### Source text
Begin

It might not be a case for freedom to be proud to defend. Someone might want to consider that in the name of freedom, the historic European struggle for liberty, equality and fraternity should now find expression in a dozen cartoons of Mohammed that have offended Muslims for their portrayal of their prophet, and others over their sense of what a cartoon should be. Because not even on the European side has anyone said they enjoyed the portrayal of Mohammed with a ticking bomb for a head. European editors have chosen to defend it as the "freedom to satirise". That inflation of language over content could be cartoon material too: this ugly image is now satire.

Court cases now could dig some underlying moral assumptions out from beneath a civilised Europe facing up to violent Islam. There is an undeniable fringe of violent Islamists in many parts of the Muslim world, but the record on the other side is not all clean either. More than 40,000 Iraqis were bombed to death as they fled back from Basra after the first Gulf war—the equivalent of shooting a defeated soldier in the back, the unthinkable by the oldest codes of war. The killing was stopped finally because it sickened the pilots. If an Arabic paper had then drawn a cartoon of Jesus Christ in the shape of a cruise missile, it would be a product of the ugly mind of an uncivilised Arab. One chap with a bomb is a terrorist; when you kill thousands from the air, it's a "taking out". What would be an expression of customary ugliness in an Arabic paper becomes in Europe an expression of freedom. It would be cartoonish to pretend this is satire.
The publication of the cartoons could translate inside a courtroom as premeditated provocation. Jan Lund, arts editor of Jyllands Posten, declared: "The intention was to provoke a debate about self-censorship in our coverage of Muslim issues." What this would do to Muslims was not considered. In effect: Here, I'll spit on you to show you how free I am.
"If this was so-called freedom of speech, it could still have ended with the publication in Denmark four months ago, but the re-publication in so many newspapers in Europe was mischievous," Shamsuddin Agha from the Indian Muslim Federation told Outlook. "Moving the courts now is the peaceful way to take this forward."

End

### Provided data
Begin

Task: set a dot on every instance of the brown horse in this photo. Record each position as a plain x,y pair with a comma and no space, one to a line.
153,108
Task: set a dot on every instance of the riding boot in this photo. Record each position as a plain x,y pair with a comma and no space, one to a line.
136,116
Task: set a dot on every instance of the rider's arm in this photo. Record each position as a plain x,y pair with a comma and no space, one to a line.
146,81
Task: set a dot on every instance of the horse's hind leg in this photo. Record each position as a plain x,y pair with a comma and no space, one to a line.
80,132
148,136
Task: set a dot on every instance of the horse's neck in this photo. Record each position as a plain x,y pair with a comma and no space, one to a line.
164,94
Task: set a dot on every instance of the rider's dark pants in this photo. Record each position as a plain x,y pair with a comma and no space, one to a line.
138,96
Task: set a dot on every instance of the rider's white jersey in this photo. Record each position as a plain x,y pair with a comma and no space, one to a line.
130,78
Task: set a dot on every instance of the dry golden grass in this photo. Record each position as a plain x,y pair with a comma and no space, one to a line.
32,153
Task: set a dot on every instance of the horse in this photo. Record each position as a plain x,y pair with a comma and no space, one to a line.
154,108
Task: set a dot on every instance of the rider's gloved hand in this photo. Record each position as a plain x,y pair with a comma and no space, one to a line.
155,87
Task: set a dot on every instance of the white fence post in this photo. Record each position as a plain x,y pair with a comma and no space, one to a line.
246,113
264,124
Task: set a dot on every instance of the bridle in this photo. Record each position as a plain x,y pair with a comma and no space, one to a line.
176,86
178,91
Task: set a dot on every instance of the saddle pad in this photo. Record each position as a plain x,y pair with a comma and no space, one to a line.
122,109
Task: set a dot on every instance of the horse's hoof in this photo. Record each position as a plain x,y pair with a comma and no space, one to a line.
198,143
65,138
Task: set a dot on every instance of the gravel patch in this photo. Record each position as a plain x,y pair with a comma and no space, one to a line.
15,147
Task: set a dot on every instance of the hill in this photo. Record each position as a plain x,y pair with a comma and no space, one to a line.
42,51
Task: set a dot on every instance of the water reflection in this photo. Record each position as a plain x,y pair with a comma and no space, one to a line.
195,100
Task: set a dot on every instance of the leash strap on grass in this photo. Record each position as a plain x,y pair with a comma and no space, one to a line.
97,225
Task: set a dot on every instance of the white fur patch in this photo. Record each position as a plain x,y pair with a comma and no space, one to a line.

End

Answer these questions about the article on the cartoons:
1. What phrase have European editors used to defend the cartoon?
2. According to the article, what finally stopped the bombing of Iraqis fleeing Basra?
3. How long before Shamsuddin Agha spoke to Outlook had the cartoons been published in Denmark?
The data isn't needed for this exercise.

### Answer for this exercise
1. European editors have defended it as the "freedom to satirise."
2. The killing was stopped because it sickened the pilots.
3. The cartoons had been published in Denmark four months earlier.